## BEGIN PAGE EXTRACT
With a growing sense of desperation, I fiddled with the power lead of my satnav until it suddenly sprang into life, telling me I was nowhere. Was this a fault or an upgrade? I turned the engine on and started driving.

Just as I was thinking horrible thoughts about Bedfordshire, I passed through a town that actually looked quite pleasant:





I was in Olney, a place I had never heard of. Most of the buildings were pre-20th century and had been made out of this attractive local stone:

I parked  the car and discovered a very likeable town, full of quirky, unusual buildings, hidden courtyards and little touches of civic pride that revealed a lot about its inhabitants. I didn't see a single piece of graffiti. Bedfordshire had redeemed itself.

Then I discovered that I was in Buckinghamshire.

The one thing that spoiled Olney was the traffic. The A509 cuts right through the heart of the town and the buildings shake as juggernauts hurtle past. Looking at Olney on Google Earth, I can see that the town is surrounded by flat fields of no particular merit, so perhaps this is one of those rare occasions when a bypass is justified.

After Olney, I made a slight detour to Bletchley Park, home of the World War Two codebreakers:

I'd always thought that Bletchley Park was a remote country house. It probably was once, but since the War it has been slowly enveloped by the urban sprawl of Milton Keynes - a new town with an impressive number of roundabouts. The entrance to Bletchley Park is now opposite a large office building with blackened windows.

The actual museum of Bletchley Park is a rather disparate collection of exhibitions, mainly housed in outbuildings. Some of the exhibits are fascinating, whilst others have a more specialist appeal (I'm afraid that I have a limited interest in the use of pigeons for espionage).

But whether you're interested in the subject or not - and I have to admit that there are only so many encryption machines that I want to see in an afternoon - it is hard not to be impressed by the sheer ingenuity of the codebreakers. The dazzling complexity of these machines made my head hurt:





A very earnest man tried to explain how these machines worked and I nodded and smiled knowingly, hoping that I'd be able to sneak off before he realised that I hadn't a clue what he was talking about. I think the gist of what he was saying was about how these machines took a code that had 128 trillion possible permutations and reduced it down to a more manageable number of alternatives. Thousands, possibly millions of lives were saved as a result.

Before I finished my visit, I had to see the ultimate codebreaking machine: Alan Turing's Colossus computer:

I left feeling inspired and very humbled. I thought I was reasonably intelligent, but if I'd been responsible for breaking the Enigma code, we would have probably still been at war in 1952.

As much as I enjoyed Bletchley Park, I think I'll have a break from visiting remote industrial estates for the time being.

Thursday, June 06, 2013

Meetings With Unremarkable Men

This morning I set off on a 140-mile journey, for a meeting that I knew was probably going to be a complete waste of time.

It was my fault. I'd approached a recycling company to see if they had any books that they'd like to sell and this prompted an exchange of emails with someone who clearly wasn't terribly proficient in the English language. He seemed very keen to meet, but each new reply convinced me that he hadn't quite understood where I was, what I did  or what it was I wanted.

Perhaps I should have cancelled. But it goes against the grain to turn down any opportunity, however slim. In the end, with a heavy heart, I emailed to say that I would visit them this morning.
## END PAGE EXTRACT
## BEGIN GIVEN DATA
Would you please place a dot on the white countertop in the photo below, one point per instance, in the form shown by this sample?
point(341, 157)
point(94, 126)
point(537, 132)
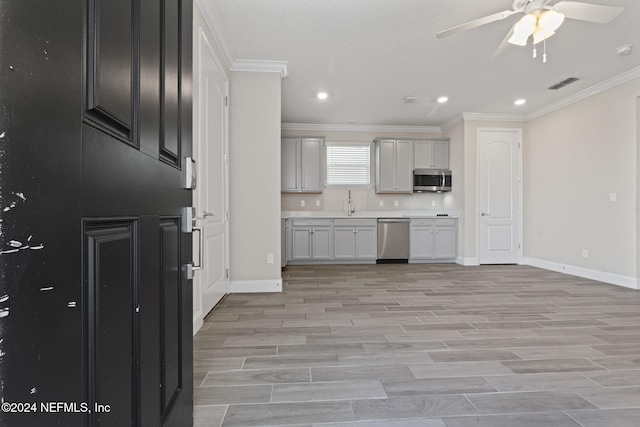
## END GIVEN DATA
- **SET OF TASKS**
A. Can you rewrite the travel blog's paragraph beginning "The one thing that spoiled Olney" as a brief list that keeps its main facts?
B. Could you resume the travel blog about Olney, Bletchley Park and the recycling company meeting, starting right after its last sentence?
The material stands apart from the travel blog and is not part of it.

- **PER-TASK ANSWERS**
A.
- Traffic was the one thing that spoiled Olney.
- The A509 runs right through the heart of the town.
- The buildings shake as juggernauts hurtle past.
- Google Earth shows the town surrounded by flat, unremarkable fields.
- This may be one of the rare cases where a bypass is justified.

B.
The journey was straightforward enough until I arrived at the town and wasted half an hour looking for an unmarked industrial estate.The recycling company occupied a building which looked like a tertiary college that had been abandoned after a nuclear accident, with long, unlit corridors and vast walls of peeling paint. It would have made a good headquarters for the warlord of a small, local militia.

The meeting was farcical. After a brief chat in an office, we walked over to a warehouse where they proudly showed me rows of paperbacks. Although I had clearly mentioned - several times - that I was interested in buying old books, they seemed to be under the impression that I wanted to run their business selling modern paperbacks. I didn't know what to say.

I tried to politely suggest that this wasn't a good idea, as I lived 140 miles away. Also, as I specialised in older books, I really wasn't the right man for the job. We looked at each other. I could sense that it wasn't going well.

We returned to the office and I was invited to sit down, but instead of talking to me, my host started filing papers and feeding invoices into a machine. Were any of these forms pertinent to our meeting, or had it simply come to an end? Perhaps it was a cultural difference. I wasn't sure.

I decided to make one last-ditch attempt to redeem myself: "If you're throwing these books into a bin and selling them as waste paper, wouldn't it be better to separate them and sell them to me for a lot more money than you're getting now?" There was a long silence, punctuated with more shuffling and filing of invoices. It was time to leave.

It could have been a rather disheartening experience, but luckily I had a contingency plan in place:


The village of Avebury, surrounded by a mysterious 6,000-year-old stone circle, was only eight miles away. My journey needn't be a wasted one.





This stone almost looks like two faces. Perhaps that's why a woman with badly-hennared hair and a floaty skirt was placing her hands on the surface. 

20 years ago, it was a lot worse. All sorts of people - mostly foreign - were hugging the stones and talking about "feeling the energy". Today, people were content to touch the stones with outstretched arms, rather like a polite handshake between strangers.

Between two large stones, an earnest-looking woman addressed a small group, talking about a 'stargate'. At the back, two middle-aged men sniggered like naughty schoolboys: "On no, not the Stargate!" We exchanged knowing smiles.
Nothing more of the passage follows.